## What the task asks:
Write out the data that follows. Keep every character unchanged.
-------- Provided entries --------
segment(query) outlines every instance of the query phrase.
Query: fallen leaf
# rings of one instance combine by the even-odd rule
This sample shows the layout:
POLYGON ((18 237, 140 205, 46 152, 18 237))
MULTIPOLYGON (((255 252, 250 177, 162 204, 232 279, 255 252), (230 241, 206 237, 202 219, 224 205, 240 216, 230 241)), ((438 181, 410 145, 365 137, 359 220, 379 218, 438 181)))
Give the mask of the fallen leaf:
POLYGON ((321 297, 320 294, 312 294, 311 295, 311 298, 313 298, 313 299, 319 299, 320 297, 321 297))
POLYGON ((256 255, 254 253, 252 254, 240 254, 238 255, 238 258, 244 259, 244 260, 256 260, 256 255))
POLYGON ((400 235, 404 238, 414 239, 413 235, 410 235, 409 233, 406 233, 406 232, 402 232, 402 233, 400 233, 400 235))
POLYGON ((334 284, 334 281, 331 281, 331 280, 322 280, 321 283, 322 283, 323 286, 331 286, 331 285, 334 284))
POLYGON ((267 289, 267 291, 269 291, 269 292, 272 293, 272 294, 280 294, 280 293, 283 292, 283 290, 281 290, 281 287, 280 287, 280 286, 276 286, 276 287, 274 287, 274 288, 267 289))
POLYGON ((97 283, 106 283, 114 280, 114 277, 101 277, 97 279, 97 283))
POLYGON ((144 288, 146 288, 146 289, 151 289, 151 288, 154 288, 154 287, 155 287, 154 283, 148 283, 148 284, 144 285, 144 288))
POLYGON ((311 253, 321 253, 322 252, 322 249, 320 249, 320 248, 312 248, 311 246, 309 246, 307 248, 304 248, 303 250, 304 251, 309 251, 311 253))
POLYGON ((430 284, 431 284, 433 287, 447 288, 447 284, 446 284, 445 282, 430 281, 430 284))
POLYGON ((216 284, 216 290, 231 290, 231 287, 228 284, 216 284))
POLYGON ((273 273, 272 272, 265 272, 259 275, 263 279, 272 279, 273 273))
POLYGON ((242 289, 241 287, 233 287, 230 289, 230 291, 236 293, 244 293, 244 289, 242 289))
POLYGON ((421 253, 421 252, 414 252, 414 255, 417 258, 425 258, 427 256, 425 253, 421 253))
--------
## Task solution:
segment(query) outlines every instance of the query phrase.
Query: fallen leaf
# rings of one instance combine by the even-odd rule
This sample shows the layout:
POLYGON ((18 237, 140 205, 46 152, 18 237))
MULTIPOLYGON (((255 252, 250 177, 162 204, 232 279, 255 252), (230 241, 206 237, 202 219, 224 205, 240 216, 230 241)), ((438 181, 410 145, 365 137, 359 220, 379 218, 438 181)))
Give the mask of the fallen leaf:
POLYGON ((321 297, 320 294, 312 294, 311 295, 311 298, 313 298, 313 299, 319 299, 320 297, 321 297))
POLYGON ((256 255, 254 253, 252 254, 240 254, 238 255, 238 258, 244 259, 244 260, 256 260, 256 255))
POLYGON ((400 235, 404 238, 414 239, 413 235, 410 235, 409 233, 406 233, 406 232, 402 232, 402 233, 400 233, 400 235))
POLYGON ((334 284, 334 281, 331 281, 331 280, 322 280, 321 283, 322 283, 323 286, 331 286, 331 285, 334 284))
POLYGON ((267 289, 267 291, 269 291, 269 292, 272 293, 272 294, 280 294, 280 293, 283 292, 283 290, 281 290, 281 287, 280 287, 280 286, 276 286, 276 287, 274 287, 274 288, 267 289))
POLYGON ((97 283, 106 283, 114 280, 114 277, 101 277, 97 279, 97 283))
POLYGON ((144 288, 146 288, 146 289, 151 289, 151 288, 154 288, 154 287, 155 287, 154 283, 148 283, 148 284, 144 285, 144 288))
POLYGON ((311 253, 321 253, 322 252, 322 249, 320 249, 320 248, 312 248, 311 246, 309 246, 307 248, 304 248, 303 250, 304 251, 309 251, 311 253))
POLYGON ((430 284, 431 284, 433 287, 447 288, 447 284, 446 284, 445 282, 430 281, 430 284))
POLYGON ((216 284, 216 290, 231 290, 231 287, 228 284, 216 284))
POLYGON ((273 273, 272 272, 265 272, 259 275, 263 279, 272 279, 273 273))
POLYGON ((242 289, 241 287, 233 287, 230 289, 230 291, 236 293, 244 293, 244 289, 242 289))
POLYGON ((421 253, 421 252, 414 252, 414 255, 417 258, 425 258, 427 256, 425 253, 421 253))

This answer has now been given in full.